▶ [THE TASK]
In the records below, find the line with "of the parked" and the line with "of the dark". Print both exactly, along with every line between them, and no other line.

▶ [EXCERPTED RECORDS]
============

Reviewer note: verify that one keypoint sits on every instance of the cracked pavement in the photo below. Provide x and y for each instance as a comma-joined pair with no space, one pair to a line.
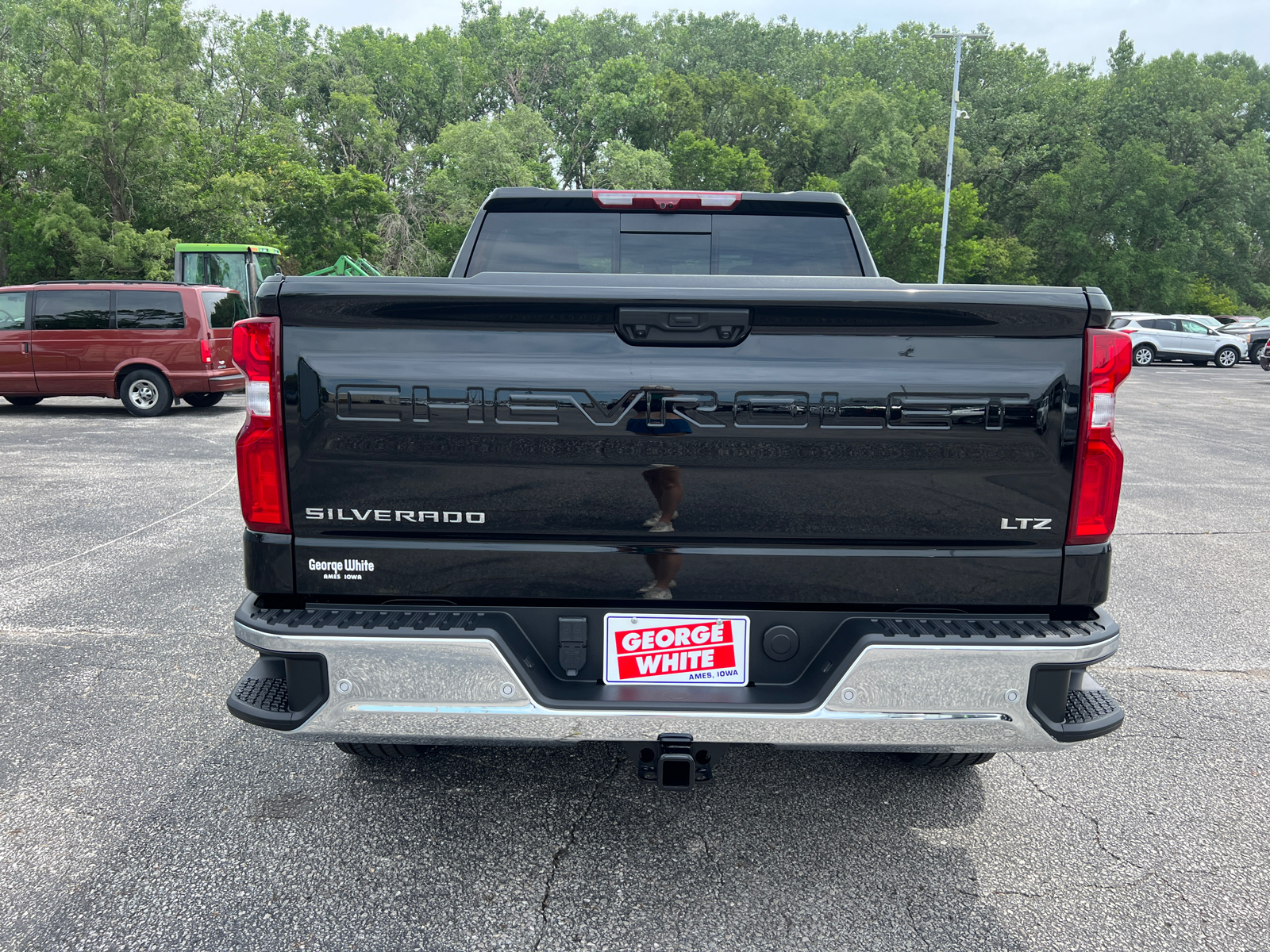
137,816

============

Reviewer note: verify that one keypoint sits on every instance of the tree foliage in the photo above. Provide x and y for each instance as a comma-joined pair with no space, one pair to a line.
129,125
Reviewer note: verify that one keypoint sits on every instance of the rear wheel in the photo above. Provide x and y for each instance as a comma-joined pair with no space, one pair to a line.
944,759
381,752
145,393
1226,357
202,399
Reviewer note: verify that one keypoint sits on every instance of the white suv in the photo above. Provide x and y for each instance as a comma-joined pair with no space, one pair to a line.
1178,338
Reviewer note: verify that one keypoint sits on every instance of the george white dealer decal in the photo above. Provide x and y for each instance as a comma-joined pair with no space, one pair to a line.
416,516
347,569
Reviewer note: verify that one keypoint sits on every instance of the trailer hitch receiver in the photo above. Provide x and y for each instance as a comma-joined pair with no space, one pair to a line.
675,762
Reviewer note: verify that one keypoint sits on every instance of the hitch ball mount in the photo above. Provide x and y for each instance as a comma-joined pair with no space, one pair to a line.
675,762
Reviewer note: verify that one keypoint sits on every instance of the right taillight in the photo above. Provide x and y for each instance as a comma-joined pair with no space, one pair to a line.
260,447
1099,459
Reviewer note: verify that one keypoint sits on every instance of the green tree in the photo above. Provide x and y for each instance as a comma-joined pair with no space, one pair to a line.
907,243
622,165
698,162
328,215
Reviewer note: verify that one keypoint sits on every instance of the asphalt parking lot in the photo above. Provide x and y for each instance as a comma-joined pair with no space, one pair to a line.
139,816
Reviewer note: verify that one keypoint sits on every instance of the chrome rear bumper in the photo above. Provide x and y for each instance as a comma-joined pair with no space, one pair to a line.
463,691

============

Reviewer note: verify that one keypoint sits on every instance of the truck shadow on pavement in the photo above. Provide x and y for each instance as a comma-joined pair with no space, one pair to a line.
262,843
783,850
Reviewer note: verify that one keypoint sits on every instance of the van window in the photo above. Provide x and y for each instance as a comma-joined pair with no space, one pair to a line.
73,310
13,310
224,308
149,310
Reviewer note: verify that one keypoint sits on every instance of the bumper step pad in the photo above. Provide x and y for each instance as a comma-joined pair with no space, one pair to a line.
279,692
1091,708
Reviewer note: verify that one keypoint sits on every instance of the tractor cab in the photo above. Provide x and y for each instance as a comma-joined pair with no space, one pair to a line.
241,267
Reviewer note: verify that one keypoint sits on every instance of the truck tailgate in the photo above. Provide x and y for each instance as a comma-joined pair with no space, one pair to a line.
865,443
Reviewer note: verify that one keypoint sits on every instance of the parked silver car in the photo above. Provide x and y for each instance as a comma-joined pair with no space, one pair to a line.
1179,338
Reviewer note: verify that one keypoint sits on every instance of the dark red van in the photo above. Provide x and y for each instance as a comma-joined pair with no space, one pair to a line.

============

▶ [WRITTEN ANSWER]
Reviewer note: verify that one keypoint sits on every instance of the parked silver car in the photo above. Provide x and y for each instance as a comma-joined pair with no space, one pair to a line.
1179,338
Reviewer note: verify that one keypoint sits on every instance of the dark red van in the photo above. Provide x and y for each instance as a comma-joined pair with no space, one pair to a line.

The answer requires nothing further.